RECORD EXTRACTS:
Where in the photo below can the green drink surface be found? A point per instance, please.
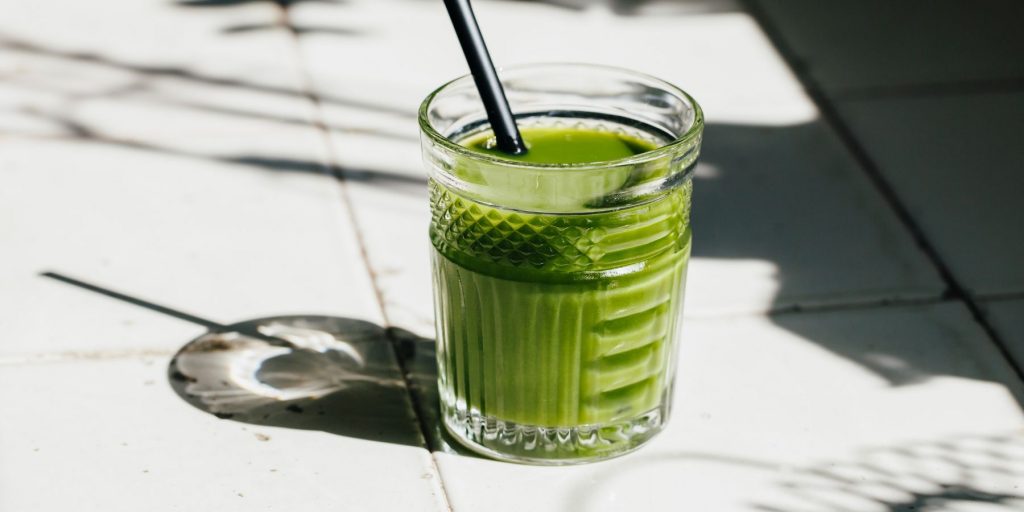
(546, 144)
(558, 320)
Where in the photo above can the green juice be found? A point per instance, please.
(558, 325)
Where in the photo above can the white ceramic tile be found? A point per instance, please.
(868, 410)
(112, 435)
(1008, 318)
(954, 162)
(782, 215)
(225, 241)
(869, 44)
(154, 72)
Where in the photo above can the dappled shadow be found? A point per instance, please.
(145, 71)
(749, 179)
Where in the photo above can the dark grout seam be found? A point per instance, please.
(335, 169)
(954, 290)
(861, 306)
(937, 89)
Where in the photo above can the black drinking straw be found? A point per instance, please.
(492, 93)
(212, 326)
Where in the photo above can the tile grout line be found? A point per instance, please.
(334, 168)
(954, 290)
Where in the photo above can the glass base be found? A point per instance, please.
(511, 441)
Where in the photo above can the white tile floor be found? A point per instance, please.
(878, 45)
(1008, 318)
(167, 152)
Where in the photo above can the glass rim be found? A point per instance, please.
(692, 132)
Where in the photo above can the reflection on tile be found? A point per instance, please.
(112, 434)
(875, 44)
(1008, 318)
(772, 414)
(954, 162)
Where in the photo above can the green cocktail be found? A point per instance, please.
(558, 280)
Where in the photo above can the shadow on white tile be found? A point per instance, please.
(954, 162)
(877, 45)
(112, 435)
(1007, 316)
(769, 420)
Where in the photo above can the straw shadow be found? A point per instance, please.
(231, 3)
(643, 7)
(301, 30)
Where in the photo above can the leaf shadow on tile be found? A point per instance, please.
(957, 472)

* * *

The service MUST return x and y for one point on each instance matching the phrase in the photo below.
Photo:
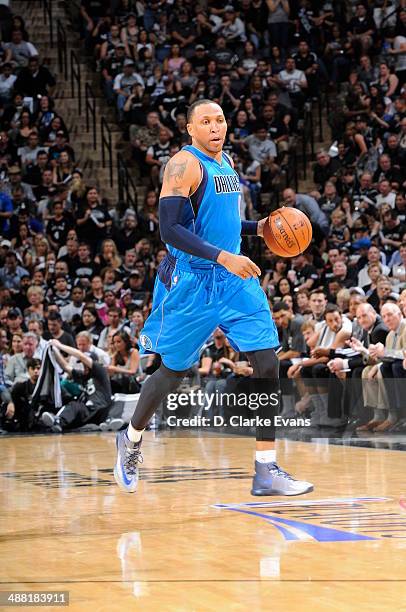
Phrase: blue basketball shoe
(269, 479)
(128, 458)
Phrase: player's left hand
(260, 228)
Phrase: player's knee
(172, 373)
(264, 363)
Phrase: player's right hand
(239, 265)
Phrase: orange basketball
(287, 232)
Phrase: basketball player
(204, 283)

--

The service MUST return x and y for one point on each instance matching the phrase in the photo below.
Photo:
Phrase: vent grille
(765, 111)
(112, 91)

WORK TO DO: From the data above, pull out every line that contains the string "white". Matching is case-sensitive.

FINAL ANSWER:
Where in the photo above can the white ceramic tile be found? A point per instance, please.
Where in the photo above can the white tile floor be found? A point per instance, please.
Where in the photo above can the shadow on white tile be found? A point per instance, please.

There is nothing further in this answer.